> Given data
___

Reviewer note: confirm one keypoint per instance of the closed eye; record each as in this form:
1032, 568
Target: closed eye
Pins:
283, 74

___

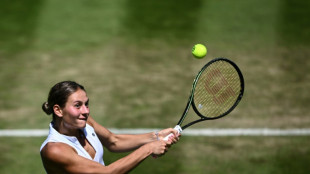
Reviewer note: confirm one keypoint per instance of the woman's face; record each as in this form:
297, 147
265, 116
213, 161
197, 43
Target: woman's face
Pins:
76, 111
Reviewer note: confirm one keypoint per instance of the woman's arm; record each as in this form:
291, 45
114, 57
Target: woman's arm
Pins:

___

> What you have to do
Pull out every line of the entries above that contains the string "Reviewer", and copy each one. Case matters.

> Exercise result
Reviewer note: confirm one keypoint per instance of the closed eye; record each as in this form:
Reviewer note: confirm one keypoint per instance of the woman's face; record each as in this form:
Reviewer note: confirm one keypoint per instance of the woman's arm; record each as in this form:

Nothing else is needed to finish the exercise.